About this exercise> Set the pictures aside and return each record below precisely as written.
**** Information shown
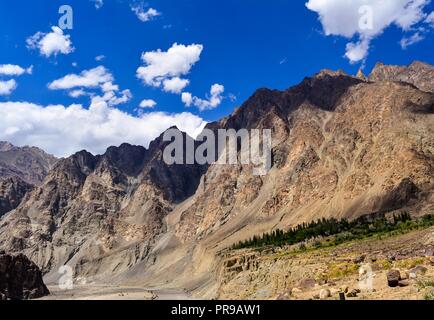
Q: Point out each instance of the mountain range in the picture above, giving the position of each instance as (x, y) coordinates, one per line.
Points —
(343, 146)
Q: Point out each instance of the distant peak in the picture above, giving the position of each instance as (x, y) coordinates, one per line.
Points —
(6, 146)
(361, 75)
(331, 73)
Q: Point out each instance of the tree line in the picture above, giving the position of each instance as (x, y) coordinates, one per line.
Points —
(343, 230)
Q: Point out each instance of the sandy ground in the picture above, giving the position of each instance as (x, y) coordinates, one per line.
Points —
(104, 292)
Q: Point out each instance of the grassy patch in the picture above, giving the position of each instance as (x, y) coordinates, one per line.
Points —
(342, 270)
(329, 233)
(410, 263)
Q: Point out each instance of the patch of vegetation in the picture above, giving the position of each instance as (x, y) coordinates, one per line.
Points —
(342, 270)
(429, 295)
(410, 263)
(341, 230)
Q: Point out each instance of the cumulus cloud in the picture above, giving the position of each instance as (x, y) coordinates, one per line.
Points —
(430, 19)
(213, 100)
(7, 87)
(143, 14)
(14, 70)
(408, 41)
(97, 78)
(175, 85)
(51, 43)
(366, 20)
(88, 78)
(64, 130)
(148, 103)
(165, 68)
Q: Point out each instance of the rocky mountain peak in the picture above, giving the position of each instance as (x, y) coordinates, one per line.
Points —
(361, 75)
(419, 74)
(6, 146)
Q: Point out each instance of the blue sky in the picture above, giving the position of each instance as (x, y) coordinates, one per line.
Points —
(246, 45)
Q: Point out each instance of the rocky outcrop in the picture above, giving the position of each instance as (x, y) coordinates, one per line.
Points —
(341, 147)
(418, 74)
(12, 192)
(20, 278)
(99, 214)
(30, 164)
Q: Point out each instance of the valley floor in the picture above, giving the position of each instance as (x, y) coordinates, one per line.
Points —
(288, 273)
(107, 292)
(291, 274)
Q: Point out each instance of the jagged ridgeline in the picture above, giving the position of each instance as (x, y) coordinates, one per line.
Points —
(342, 147)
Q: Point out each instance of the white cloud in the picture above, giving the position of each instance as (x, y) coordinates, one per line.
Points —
(212, 102)
(148, 103)
(88, 78)
(7, 87)
(77, 93)
(366, 20)
(430, 19)
(408, 41)
(143, 15)
(14, 70)
(175, 85)
(51, 43)
(98, 3)
(163, 67)
(64, 130)
(96, 78)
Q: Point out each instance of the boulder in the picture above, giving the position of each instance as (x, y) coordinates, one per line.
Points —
(359, 259)
(20, 278)
(307, 283)
(404, 283)
(324, 294)
(353, 293)
(393, 278)
(416, 271)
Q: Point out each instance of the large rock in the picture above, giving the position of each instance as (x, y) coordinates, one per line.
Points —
(393, 278)
(20, 278)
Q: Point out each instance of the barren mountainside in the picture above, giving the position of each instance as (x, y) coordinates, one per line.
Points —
(343, 146)
(20, 170)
********
Response area>
Q: Point out each instance of the mountain range in the picture above, giving the position of each instance as (x, y) coordinates, one per line.
Points —
(343, 146)
Q: Point out each instance of the distant peak in the picture above, giving the position of each instance as (x, y) coordinates, one per line.
Points —
(6, 146)
(361, 75)
(331, 73)
Q: Point out each instance of the tree line in the picture above, giving the position of each instance as (x, y) coordinates, one per line.
Points —
(343, 230)
Q: Point out each instance of the sandy ground in the picture above, giving the position of each instance as (x, y) coordinates, one per line.
Points —
(104, 292)
Q: Point out each instance of the grassy patch in the picture above, giving the position of each instance as (x, y) coordinates, one per line.
Points —
(342, 270)
(329, 233)
(410, 263)
Q: Point out each instance of the patch of vegetation in the picture above, giving the position of each instance as (x, y) coordinates, one per line.
Points —
(342, 270)
(429, 295)
(410, 263)
(341, 230)
Q: Point out each instance of the cumulus cloud in the picture above, giving the position of each instance as (x, y) coordinates, one per line.
Points —
(430, 19)
(213, 100)
(7, 87)
(143, 14)
(14, 70)
(408, 41)
(97, 78)
(175, 85)
(51, 43)
(366, 20)
(88, 78)
(64, 130)
(148, 103)
(165, 68)
Q: Point out each instance of the rocky mountain peak in the picture above, giving the position of each instance as (x, y) coordinates, one per line.
Points —
(361, 75)
(419, 74)
(6, 146)
Q: Point out each instance of the blue sky in the picture above, giving the position of each instance as (x, y) coordinates, one per line.
Points —
(246, 45)
Q: Point out each instance of the rocky outcrop in the picture above, giving the position of each instance as (x, y) coordinates, one per line.
Points —
(341, 147)
(418, 74)
(12, 192)
(20, 278)
(99, 214)
(30, 164)
Q: Point out each instance of the valley floor in the picture above, giving the position of each instance as (x, y) coordinates, one per line.
Points —
(288, 273)
(107, 292)
(291, 274)
Q: Point out each instance of the jagged ridgeline in the picture above, giving the position of each instance as (x, y) coordinates, one per line.
Points —
(342, 147)
Q: Point out each instance of the white cloud in the picture above, giving the position of each instance as (x, y) coordinates, one per line.
Points —
(212, 102)
(148, 103)
(88, 78)
(7, 87)
(77, 93)
(366, 20)
(430, 19)
(408, 41)
(143, 15)
(14, 70)
(175, 85)
(51, 43)
(98, 3)
(163, 67)
(64, 130)
(96, 78)
Q: Point out each instance of the boulder in the picture above, giving the position of each instance as (x, y) coordinates, one per line.
Points —
(359, 259)
(20, 278)
(307, 283)
(404, 283)
(324, 294)
(353, 293)
(393, 278)
(416, 271)
Q: Point out each instance of the large rock in the picture above, giving the position of each instance as (x, y) coordinates, one per line.
Points —
(393, 278)
(20, 278)
Q: Point out each instance of the barren mountainside in the picture above, giving the position of each instance as (x, y) coordinates, one per line.
Points —
(343, 146)
(20, 170)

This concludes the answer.